Descrição do problema:
Dê continuidade à entrevista sobre os baby boomers e a "gerontolescência" a partir da última frase apresentada.

Texto selecionado:
+++

Alexandre Kalache — É fundamental entender a importância
dos baby boomers — a geração nascida no pós-guerra.
É uma
geração que viveu os anos 1960 e 1970, que está acostumada a reivindicar e ser
ouvida. Esse comportamento exigente não será extinto porque essas pessoas estão
envelhecendo.
O
próprio conceito de velhice está mudando. Tenho uma palavra para definir isso:
daqui a 20 anos, vamos ouvir falar em “gerontolescência”, que será essa fase
entre o fim da meia idade e a velhice.
Esse conceito está sendo
definido agora, do mesmo modo como houve um momento histórico em que a
adolescência foi definida como a transição entre a infância e a vida adulta.
- E o
que caracteriza um gerontolescente?
Alexandre Kalache
— São as pessoas mais velhas que não estão mais dispostas
a aceitar o estereótipo do vovô velhinho. É uma população que vive mais e
melhor, com orgulho da idade e que quer ser produtiva. E isso vai reverberar no
consumo.
- Qual
será o impacto no mercado de consumo?
Alexandre Kalache
— Os baby boomers têm um enorme patrimônio acumulado, o
que criou uma série de produtos só para eles.
Nos
Estados Unidos e na Europa, o mercado de carros de luxo é dominado pelos
consumidores com mais de 50 anos.
E eles
podem gastar em itens considerados supérfluos pelas outras gerações. Esses
consumidores também movimentam a indústria do turismo, porque têm dinheiro e
tempo livre.

+++

Conjunto de registros:

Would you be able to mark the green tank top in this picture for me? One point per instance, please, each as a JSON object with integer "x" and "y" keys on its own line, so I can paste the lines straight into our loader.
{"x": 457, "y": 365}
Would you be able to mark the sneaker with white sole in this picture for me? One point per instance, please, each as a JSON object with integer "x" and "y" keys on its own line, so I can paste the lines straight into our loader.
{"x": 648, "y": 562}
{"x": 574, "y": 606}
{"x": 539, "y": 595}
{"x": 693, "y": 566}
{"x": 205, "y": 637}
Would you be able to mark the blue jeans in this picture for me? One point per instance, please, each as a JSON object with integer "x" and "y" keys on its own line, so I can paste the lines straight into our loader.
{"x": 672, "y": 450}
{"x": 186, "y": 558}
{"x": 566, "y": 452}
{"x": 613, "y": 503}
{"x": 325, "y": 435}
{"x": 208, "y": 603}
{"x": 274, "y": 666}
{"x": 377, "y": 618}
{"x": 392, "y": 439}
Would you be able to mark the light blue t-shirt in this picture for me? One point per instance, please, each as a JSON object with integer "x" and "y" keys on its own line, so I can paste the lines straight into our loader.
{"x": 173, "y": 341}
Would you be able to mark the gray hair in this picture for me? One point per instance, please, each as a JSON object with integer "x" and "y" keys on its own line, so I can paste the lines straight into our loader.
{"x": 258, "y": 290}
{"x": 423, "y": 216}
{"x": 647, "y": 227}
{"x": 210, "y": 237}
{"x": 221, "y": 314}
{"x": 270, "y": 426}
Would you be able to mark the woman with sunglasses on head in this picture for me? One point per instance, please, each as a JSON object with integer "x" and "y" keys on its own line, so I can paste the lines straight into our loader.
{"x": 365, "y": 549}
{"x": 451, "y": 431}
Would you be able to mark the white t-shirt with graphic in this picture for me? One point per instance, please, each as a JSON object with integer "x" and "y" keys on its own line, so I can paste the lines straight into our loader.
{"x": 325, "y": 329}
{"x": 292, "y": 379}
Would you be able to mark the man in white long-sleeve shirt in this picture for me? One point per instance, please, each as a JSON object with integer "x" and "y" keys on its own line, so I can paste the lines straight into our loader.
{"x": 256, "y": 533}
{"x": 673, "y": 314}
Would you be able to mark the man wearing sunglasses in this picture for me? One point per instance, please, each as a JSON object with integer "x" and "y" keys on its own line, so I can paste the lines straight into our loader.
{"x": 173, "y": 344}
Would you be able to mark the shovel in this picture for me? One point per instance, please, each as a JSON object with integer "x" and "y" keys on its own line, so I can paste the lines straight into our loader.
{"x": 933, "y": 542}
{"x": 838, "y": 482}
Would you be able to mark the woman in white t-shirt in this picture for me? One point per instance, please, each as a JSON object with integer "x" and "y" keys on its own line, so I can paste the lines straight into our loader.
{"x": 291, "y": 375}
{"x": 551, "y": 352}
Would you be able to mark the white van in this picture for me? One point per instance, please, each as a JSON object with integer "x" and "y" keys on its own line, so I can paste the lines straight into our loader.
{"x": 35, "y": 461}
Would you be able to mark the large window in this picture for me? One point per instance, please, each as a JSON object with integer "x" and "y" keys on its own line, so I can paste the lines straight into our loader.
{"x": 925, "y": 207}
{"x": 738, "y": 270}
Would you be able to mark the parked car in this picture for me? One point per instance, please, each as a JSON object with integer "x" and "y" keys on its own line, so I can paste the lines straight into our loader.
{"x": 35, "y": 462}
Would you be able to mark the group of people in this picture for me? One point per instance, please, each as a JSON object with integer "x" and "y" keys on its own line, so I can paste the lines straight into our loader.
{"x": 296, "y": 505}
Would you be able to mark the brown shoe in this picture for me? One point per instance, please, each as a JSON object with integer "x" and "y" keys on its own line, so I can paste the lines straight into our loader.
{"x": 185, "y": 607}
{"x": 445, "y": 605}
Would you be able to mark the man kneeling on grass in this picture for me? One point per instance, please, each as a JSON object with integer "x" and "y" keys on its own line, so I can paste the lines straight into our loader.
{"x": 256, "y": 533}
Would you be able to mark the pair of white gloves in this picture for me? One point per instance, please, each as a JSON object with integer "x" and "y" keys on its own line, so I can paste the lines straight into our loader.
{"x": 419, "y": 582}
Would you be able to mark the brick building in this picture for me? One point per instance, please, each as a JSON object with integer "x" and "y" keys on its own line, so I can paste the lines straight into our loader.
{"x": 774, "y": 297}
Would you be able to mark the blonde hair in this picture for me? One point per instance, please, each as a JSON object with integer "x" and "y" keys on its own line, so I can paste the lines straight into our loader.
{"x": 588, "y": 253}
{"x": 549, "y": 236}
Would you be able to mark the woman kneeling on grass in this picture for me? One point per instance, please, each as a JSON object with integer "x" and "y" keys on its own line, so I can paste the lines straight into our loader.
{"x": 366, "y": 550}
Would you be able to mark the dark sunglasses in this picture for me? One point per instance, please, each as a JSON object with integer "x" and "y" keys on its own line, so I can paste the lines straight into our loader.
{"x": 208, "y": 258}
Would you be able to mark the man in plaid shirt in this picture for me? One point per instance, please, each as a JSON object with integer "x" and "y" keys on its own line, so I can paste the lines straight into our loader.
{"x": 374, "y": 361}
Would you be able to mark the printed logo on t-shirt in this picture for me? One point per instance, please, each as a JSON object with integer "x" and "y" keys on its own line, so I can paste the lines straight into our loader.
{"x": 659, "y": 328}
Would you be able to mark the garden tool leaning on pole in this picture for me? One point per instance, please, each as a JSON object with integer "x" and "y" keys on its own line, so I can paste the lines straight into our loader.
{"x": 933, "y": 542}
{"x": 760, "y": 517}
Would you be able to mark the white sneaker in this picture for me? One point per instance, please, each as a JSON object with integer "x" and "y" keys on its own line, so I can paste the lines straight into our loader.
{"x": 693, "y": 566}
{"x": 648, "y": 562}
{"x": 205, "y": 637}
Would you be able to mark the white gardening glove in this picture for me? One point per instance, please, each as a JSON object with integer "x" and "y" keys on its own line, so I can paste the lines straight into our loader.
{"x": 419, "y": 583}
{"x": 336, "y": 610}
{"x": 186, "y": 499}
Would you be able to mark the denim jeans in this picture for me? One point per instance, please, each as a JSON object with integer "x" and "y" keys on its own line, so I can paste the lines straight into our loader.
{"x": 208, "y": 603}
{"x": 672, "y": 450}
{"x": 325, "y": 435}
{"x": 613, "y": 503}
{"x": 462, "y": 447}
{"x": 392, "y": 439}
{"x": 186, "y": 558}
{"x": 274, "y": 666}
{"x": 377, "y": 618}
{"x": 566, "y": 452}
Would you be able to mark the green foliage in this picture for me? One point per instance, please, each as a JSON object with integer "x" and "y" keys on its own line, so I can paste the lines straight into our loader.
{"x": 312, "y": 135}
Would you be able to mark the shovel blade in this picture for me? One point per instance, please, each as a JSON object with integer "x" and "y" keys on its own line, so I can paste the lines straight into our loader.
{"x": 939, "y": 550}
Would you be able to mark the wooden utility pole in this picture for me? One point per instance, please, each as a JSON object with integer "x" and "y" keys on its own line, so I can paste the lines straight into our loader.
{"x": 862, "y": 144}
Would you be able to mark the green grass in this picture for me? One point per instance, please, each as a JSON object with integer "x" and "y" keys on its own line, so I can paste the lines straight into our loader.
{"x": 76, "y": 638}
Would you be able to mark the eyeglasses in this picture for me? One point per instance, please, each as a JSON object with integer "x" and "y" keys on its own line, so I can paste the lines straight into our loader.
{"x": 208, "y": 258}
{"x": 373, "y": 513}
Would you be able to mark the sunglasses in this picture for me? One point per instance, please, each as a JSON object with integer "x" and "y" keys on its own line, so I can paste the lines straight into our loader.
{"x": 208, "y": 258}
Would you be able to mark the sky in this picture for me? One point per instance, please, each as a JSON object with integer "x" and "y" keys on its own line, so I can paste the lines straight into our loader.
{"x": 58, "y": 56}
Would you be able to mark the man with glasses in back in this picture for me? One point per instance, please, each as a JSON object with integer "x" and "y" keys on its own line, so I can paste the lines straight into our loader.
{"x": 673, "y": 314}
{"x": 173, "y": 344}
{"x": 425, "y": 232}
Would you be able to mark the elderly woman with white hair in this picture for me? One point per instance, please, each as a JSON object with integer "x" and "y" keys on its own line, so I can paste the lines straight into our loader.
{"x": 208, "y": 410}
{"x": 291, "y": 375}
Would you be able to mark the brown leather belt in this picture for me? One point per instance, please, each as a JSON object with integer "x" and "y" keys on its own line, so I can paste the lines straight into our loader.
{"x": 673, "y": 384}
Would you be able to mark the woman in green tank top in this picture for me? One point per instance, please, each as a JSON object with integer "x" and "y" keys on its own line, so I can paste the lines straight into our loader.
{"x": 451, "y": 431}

+++

Resposta escrita:
- Como
o Brasil se compara aos países ricos?
Alexandre Kalache
— O Brasil é um caso muito relevante, porque tivemos um
envelhecimento da população dos mais rápidos na história mundial.
Hoje, a
proporção de idosos não é tão grande — são 24 milhões de pessoas com mais de 60
anos, 12% da população. Em 2030, serão 30%.
Será então
a mesma proporção que o Canadá terá. Hoje, só o Japão tem 30% da população
nessa faixa etária.
A
diferença é que o Canadá não precisa mais se preocupar em construir estradas,
garantir o ensino universal ou o acesso à saúde.
Nós
teremos de nos preocupar com isso tudo, ao mesmo tempo que pensamos em como
cuidar dos nossos velhos. O Brasil envelheceu antes de enriquecer.
- Por que o envelhecimento da população
no Brasil foi tão atípico?
Alexandre Kalache
— Há duas razões: o aumento na expectativa de vida e a
queda da taxa de fecundidade — ou seja, o número de filhos por mulher.
No início do século 20, a
expectativa de vida era de 43 anos. Hoje, é de 76. Enquanto isso, as mulheres
decidiram ter menos filhos.
Em
1975, a taxa de fecundidade era de 5,8. Hoje é de 1,7 — abaixo da taxa de
reposição.
Ou
seja, o número de jovens está diminuindo em relação à proporção de idosos.
O caso
do Brasil é único porque, enquanto na China a queda da natalidade foi uma
política de Estado, aqui foram as mulheres brasileiras que decidiram ter menos
filhos.
- Qual
o padrão de consumo do idoso no Brasil?
Alexandre Kalache
— Com as nossas desigualdades, temos os dois extremos:
como nos Estados Unidos e na Europa, também temos o consumidor mais velho que
acumulou patrimônio, que quer gastar em marcas de luxo e viagens
internacionais.
Você
vai ao teatro e verá que a plateia está repleta de cabeças grisalhas. Mas é um
mercado incipiente porque é uma fatia pequena.
A maioria
vive com a aposentadoria do INSS — 10 milhões de pessoas com mais de 60 anos
vivem com 850 reais por mês, em média.
Para
eles, o consumo é basicamente a comida para a família, o remédio para o filho,
a máquina de costura para a filha, a educação do neto.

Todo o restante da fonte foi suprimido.